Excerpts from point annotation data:
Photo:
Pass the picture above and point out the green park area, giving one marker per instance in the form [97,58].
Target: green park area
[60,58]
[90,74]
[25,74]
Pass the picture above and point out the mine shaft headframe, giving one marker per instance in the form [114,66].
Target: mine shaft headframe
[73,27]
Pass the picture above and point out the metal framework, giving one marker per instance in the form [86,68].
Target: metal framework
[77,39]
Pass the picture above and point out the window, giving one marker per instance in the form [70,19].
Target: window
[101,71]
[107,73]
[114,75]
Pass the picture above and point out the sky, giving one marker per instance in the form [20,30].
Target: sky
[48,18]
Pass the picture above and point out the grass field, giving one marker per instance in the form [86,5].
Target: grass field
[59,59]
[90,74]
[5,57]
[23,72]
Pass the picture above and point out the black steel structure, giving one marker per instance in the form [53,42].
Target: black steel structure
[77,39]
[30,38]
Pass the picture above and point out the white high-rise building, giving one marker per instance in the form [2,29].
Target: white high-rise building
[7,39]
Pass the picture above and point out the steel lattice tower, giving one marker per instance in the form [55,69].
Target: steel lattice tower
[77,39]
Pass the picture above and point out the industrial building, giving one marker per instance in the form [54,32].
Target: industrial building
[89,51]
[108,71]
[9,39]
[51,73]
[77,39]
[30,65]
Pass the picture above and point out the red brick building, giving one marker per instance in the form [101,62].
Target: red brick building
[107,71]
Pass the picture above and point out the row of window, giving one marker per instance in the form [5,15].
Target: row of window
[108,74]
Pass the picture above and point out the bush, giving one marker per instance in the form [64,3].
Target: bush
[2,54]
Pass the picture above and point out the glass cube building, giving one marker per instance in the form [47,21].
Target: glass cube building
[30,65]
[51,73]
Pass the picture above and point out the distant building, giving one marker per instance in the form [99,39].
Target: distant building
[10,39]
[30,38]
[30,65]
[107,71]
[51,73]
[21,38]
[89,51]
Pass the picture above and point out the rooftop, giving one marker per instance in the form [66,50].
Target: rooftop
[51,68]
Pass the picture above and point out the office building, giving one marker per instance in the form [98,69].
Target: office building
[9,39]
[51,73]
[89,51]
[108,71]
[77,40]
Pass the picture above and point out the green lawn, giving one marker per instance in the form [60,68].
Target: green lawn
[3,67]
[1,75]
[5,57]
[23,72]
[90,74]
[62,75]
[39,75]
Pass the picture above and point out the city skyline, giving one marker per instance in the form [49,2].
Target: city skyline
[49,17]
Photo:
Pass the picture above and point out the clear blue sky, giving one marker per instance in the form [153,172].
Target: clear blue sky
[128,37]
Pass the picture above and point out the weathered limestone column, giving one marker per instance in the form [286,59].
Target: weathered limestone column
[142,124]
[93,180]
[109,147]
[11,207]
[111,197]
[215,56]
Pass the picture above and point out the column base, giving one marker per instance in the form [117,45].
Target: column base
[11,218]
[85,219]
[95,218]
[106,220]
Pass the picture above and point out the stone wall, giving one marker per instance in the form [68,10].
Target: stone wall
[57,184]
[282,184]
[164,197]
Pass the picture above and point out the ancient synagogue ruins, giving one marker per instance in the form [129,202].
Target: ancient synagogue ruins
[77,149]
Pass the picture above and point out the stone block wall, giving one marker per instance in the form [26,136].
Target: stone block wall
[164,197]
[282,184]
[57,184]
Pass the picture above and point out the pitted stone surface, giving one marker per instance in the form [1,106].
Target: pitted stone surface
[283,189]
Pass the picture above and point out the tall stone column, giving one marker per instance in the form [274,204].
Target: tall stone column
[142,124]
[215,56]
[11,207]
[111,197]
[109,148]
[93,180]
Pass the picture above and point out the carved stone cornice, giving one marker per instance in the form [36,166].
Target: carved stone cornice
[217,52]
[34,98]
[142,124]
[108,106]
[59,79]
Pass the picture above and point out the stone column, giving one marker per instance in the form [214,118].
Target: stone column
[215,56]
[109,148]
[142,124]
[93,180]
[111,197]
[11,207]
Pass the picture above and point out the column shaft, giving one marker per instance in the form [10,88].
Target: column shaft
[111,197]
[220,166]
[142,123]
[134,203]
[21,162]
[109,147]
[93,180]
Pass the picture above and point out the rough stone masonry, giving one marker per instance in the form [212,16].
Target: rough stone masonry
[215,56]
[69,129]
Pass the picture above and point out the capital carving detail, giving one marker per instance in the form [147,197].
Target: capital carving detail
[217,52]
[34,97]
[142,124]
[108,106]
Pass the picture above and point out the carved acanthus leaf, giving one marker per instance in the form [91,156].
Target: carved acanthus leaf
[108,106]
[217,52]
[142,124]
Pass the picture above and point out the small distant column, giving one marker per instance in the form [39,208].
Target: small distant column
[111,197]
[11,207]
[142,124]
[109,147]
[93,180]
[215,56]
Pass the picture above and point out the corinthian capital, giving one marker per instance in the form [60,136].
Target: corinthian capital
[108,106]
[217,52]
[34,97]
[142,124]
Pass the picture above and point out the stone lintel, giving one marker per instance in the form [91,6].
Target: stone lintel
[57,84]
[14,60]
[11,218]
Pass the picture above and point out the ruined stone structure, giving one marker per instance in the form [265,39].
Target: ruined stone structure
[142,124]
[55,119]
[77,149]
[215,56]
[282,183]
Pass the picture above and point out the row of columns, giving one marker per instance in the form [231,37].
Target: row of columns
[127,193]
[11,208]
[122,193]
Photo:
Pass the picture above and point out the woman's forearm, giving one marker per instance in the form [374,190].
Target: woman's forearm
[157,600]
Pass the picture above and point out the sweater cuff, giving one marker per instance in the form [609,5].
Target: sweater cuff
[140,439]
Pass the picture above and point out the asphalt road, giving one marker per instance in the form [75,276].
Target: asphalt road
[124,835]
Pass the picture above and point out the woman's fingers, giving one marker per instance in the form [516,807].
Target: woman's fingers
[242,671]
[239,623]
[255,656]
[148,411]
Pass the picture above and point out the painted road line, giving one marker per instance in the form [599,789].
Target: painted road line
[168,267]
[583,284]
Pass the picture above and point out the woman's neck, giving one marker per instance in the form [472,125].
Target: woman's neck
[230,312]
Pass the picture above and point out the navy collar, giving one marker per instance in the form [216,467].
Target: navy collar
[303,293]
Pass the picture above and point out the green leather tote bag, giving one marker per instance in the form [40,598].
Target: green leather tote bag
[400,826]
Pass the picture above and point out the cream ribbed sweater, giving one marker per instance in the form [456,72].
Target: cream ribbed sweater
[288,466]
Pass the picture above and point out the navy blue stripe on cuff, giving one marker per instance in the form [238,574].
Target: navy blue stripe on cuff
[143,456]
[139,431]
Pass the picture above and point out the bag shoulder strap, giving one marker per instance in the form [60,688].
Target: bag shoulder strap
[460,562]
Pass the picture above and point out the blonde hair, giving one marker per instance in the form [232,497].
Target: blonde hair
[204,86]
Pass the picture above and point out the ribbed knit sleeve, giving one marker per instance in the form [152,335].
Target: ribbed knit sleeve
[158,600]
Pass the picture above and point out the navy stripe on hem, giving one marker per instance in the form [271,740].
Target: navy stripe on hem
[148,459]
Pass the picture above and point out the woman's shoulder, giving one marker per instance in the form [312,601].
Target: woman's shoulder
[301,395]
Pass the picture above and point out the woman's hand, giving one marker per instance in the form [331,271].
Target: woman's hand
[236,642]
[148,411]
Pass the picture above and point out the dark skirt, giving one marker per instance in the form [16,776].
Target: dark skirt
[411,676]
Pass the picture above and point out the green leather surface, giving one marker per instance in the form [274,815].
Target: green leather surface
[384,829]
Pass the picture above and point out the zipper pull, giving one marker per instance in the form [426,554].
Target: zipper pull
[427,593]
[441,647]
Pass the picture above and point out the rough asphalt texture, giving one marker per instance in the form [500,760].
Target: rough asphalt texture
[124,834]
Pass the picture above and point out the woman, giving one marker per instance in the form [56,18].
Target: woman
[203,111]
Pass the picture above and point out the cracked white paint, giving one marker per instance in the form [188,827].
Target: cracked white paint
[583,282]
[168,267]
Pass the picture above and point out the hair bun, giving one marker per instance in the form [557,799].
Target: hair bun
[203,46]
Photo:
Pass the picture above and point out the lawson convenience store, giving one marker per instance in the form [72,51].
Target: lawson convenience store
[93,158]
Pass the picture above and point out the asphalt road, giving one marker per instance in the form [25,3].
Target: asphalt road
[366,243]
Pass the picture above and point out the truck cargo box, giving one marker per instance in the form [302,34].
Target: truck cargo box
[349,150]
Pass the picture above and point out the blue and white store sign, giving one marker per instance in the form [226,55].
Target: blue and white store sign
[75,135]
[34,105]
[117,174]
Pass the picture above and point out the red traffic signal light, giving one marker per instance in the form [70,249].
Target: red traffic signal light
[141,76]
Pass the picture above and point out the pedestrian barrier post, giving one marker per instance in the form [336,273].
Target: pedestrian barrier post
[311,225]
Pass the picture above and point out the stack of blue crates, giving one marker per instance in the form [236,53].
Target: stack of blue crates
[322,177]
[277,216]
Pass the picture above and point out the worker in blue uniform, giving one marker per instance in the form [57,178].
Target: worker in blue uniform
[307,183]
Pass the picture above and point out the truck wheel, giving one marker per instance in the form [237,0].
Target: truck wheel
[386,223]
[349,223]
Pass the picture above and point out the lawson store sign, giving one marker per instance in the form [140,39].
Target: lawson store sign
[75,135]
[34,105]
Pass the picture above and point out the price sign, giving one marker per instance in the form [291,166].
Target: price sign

Set exercise =
Scale the items from the line holding "Pass the picture above and point out the pedestrian" through the end of the items, inclusive, by rewriting those lines with the requests included and each answer coordinate multiplied by 0.3 and rounded to a whole number, halves up. Keep the numbers inside the requests and their format samples unchanged.

Written answer =
Pass the picture above and point out the pedestrian barrier post, giving one marker per instance in the form [336,273].
Target: pedestrian barrier post
[93,68]
Pass the picture above and point out the stack of blue crates, giving one marker per instance in the form [236,53].
Target: stack of blue crates
[97,53]
[83,65]
Pass the picture above and point out the worker in blue uniform, giving one marker per instance in the form [57,178].
Target: worker in blue uniform
[92,55]
Pass the picture above and point out the truck wheel, giving one marker per instance in the form [237,0].
Target: truck wheel
[116,67]
[105,67]
Pass the picture above and point out the lawson store sign, giving one marker per instance in the form [140,39].
Target: lawson store sign
[23,41]
[10,32]
Pass the picture above and point out the price sign, giving one marker per instance in the form [291,166].
Target: price sign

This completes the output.